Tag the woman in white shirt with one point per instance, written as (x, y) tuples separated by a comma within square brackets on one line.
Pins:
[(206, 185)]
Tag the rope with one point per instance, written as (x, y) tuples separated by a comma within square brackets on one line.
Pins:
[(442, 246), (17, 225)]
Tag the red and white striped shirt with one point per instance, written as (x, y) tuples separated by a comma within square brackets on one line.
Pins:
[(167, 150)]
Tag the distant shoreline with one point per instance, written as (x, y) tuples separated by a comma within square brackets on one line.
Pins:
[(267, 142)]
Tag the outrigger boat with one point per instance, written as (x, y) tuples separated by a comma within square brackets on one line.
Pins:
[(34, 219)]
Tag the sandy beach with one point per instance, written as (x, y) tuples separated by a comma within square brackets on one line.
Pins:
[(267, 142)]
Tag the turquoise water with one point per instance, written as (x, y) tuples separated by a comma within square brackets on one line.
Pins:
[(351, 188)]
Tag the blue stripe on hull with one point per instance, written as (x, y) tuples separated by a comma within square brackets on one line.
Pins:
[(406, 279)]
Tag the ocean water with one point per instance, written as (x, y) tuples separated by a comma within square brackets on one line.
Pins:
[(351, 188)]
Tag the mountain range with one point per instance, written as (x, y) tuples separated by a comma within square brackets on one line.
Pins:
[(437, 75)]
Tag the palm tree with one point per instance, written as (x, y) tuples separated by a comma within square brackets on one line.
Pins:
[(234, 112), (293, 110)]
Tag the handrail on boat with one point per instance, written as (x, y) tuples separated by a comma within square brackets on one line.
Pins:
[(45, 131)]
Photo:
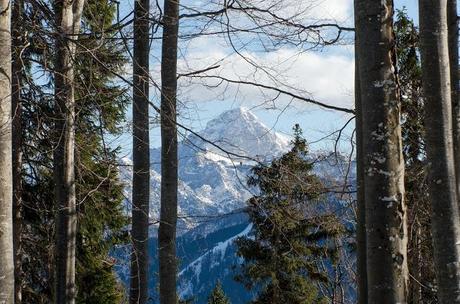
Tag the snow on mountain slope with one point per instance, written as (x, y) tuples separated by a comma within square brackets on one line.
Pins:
[(212, 181)]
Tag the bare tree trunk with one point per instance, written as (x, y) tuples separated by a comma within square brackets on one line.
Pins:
[(16, 71), (6, 176), (452, 20), (386, 226), (440, 152), (361, 206), (68, 15), (169, 162), (141, 156)]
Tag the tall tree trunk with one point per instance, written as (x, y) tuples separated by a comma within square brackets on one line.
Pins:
[(68, 13), (141, 156), (360, 206), (452, 20), (169, 162), (16, 71), (386, 226), (440, 153), (6, 176)]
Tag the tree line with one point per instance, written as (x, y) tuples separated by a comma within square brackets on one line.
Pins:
[(61, 198)]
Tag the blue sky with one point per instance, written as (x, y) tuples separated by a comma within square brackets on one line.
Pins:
[(325, 75)]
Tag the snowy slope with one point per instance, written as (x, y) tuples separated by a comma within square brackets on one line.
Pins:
[(212, 194), (213, 181)]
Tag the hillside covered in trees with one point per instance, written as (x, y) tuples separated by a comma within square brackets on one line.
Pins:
[(229, 151)]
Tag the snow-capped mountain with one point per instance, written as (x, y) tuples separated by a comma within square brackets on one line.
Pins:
[(213, 166)]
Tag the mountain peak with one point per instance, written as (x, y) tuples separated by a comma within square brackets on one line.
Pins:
[(240, 131)]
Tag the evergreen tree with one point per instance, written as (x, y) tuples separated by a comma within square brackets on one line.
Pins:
[(291, 234), (101, 105), (420, 256), (218, 296)]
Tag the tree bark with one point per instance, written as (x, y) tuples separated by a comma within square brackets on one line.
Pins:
[(16, 71), (452, 20), (6, 176), (440, 152), (141, 156), (169, 161), (386, 228), (68, 15), (361, 206)]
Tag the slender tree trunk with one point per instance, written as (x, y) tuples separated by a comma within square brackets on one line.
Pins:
[(440, 152), (68, 15), (386, 226), (6, 176), (169, 162), (16, 71), (452, 21), (141, 156), (361, 206)]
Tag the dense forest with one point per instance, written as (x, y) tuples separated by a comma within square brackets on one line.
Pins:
[(235, 212)]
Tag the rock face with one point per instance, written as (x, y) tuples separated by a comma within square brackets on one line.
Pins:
[(213, 171), (213, 167)]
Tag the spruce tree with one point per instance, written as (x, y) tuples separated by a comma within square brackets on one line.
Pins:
[(420, 255), (101, 107), (218, 296), (291, 233)]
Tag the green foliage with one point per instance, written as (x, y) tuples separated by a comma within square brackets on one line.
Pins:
[(218, 296), (291, 234), (101, 106), (420, 256)]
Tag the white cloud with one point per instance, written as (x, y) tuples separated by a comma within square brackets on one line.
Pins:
[(323, 76)]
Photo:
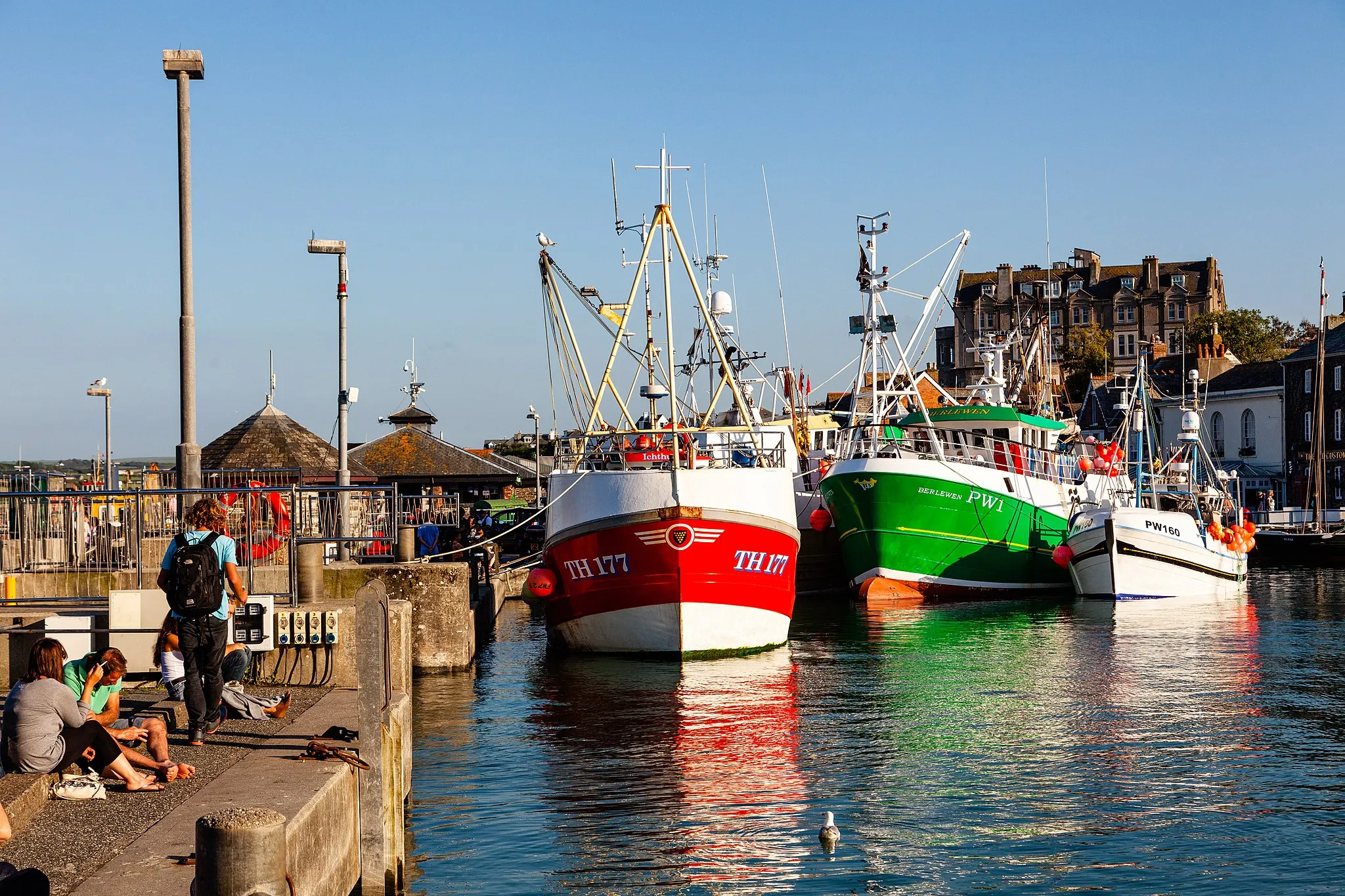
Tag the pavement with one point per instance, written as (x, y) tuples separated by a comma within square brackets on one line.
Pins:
[(72, 842)]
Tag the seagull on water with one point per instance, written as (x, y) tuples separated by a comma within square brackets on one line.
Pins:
[(830, 834)]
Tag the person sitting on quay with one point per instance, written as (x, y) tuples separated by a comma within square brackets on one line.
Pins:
[(45, 729), (105, 708), (202, 640), (238, 657)]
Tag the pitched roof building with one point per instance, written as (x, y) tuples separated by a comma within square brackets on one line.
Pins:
[(1145, 303), (271, 442), (417, 461)]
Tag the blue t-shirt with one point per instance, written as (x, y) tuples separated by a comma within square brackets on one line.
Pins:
[(225, 551)]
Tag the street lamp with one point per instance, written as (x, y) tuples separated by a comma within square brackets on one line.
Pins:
[(186, 66), (105, 394), (343, 394), (537, 450)]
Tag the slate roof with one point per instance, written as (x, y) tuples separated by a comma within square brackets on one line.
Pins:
[(412, 416), (408, 452), (1106, 288), (1258, 375), (1334, 345), (272, 441)]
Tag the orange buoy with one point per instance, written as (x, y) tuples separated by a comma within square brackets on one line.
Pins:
[(541, 582)]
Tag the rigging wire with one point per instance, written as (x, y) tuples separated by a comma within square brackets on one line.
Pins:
[(779, 282)]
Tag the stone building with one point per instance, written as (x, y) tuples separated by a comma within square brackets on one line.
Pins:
[(1145, 303), (1300, 396)]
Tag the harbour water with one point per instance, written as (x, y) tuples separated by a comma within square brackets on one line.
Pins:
[(1013, 747)]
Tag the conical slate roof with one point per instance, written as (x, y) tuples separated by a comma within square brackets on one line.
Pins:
[(271, 441)]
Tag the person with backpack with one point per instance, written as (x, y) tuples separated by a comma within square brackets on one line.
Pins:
[(192, 575)]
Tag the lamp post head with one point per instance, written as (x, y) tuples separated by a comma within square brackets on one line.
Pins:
[(188, 61)]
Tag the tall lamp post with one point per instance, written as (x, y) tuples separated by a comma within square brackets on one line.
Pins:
[(186, 66), (105, 394), (343, 396), (537, 450)]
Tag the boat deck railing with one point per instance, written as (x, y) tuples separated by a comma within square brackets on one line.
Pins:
[(654, 450), (961, 446)]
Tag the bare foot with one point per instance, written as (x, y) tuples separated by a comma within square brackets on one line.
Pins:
[(142, 782), (280, 708)]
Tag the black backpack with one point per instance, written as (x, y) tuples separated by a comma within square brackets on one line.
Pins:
[(197, 584)]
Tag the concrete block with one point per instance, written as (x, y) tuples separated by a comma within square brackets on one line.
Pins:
[(23, 797)]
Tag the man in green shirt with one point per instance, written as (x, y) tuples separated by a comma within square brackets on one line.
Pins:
[(105, 704)]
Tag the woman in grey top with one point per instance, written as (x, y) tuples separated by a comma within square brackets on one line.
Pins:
[(46, 730)]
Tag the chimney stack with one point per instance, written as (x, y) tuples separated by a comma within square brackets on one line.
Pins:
[(1152, 272), (1003, 288)]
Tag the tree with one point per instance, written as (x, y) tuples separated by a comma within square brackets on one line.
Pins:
[(1248, 333), (1087, 352)]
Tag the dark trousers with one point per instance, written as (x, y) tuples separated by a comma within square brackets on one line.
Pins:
[(91, 734), (202, 644)]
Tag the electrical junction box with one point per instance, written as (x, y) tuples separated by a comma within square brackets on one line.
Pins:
[(254, 624)]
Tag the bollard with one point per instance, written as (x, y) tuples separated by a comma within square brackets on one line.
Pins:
[(311, 571), (241, 852), (405, 543)]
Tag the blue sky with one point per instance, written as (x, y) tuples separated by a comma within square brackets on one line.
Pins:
[(437, 139)]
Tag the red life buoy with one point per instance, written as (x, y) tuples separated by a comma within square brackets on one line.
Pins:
[(278, 515)]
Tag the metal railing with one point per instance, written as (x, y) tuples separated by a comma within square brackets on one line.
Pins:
[(92, 542), (695, 449), (967, 448)]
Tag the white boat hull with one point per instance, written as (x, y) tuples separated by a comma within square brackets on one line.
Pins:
[(1136, 554)]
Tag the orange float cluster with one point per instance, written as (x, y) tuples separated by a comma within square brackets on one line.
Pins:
[(1239, 539), (1107, 463)]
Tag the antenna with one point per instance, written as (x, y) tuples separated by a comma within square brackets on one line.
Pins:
[(271, 364), (779, 282), (617, 209)]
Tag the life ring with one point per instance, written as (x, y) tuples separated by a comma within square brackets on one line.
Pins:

- [SHORT PROBLEM]
Reproduce the data word for word, from its first line through the line that contains "[(206, 185)]", with both ends included.

- [EXERCISE OUTPUT]
Tag the woman in white shirt with one point per instance, written as (x, y) tuples separated by a comma within square brackets on one line.
Pins:
[(206, 185)]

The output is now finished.